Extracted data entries
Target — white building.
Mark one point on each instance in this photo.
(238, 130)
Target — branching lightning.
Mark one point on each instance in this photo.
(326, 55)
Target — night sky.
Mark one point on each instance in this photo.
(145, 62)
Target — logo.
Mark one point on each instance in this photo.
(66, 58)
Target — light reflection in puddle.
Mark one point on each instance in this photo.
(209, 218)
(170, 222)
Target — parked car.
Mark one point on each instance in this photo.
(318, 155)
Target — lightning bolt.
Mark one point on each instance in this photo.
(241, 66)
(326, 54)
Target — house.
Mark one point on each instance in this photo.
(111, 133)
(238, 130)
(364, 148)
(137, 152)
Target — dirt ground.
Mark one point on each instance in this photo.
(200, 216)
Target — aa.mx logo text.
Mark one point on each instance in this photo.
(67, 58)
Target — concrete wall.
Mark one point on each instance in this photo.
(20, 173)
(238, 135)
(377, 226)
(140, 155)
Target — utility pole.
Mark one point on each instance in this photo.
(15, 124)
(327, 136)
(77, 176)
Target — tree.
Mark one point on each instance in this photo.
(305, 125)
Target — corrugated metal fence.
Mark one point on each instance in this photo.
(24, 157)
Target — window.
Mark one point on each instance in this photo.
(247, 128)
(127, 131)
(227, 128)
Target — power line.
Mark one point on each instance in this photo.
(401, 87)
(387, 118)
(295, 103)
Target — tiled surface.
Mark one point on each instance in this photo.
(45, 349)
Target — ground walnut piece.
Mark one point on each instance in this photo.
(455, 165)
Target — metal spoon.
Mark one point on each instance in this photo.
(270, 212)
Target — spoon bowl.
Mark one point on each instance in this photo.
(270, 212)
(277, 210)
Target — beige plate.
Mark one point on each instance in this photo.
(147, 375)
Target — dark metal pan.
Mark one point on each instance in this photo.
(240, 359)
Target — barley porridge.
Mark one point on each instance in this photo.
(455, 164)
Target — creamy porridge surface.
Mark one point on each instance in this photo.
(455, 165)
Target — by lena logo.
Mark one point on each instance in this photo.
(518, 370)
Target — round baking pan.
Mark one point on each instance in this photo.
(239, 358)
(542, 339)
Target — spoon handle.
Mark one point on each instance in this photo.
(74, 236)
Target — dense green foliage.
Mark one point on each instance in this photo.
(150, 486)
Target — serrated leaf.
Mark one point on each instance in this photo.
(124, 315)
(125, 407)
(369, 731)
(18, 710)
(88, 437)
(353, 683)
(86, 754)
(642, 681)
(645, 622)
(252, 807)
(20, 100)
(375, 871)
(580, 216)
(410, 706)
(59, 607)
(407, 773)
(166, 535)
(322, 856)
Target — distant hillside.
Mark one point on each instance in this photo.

## Exercise details
Rewrite every line, from the one containing "Target — serrated leaf." through the last line, inclusive, and raise each point coordinate by 37.

## Solved problem
Target — serrated leaf.
Mark one point on each instance in this photo.
(161, 352)
(162, 444)
(406, 768)
(55, 747)
(125, 474)
(390, 720)
(123, 791)
(679, 718)
(682, 659)
(289, 844)
(57, 137)
(412, 908)
(617, 253)
(447, 743)
(96, 644)
(444, 810)
(203, 572)
(359, 893)
Target — distant hillside.
Mark one point on each instance in this photo.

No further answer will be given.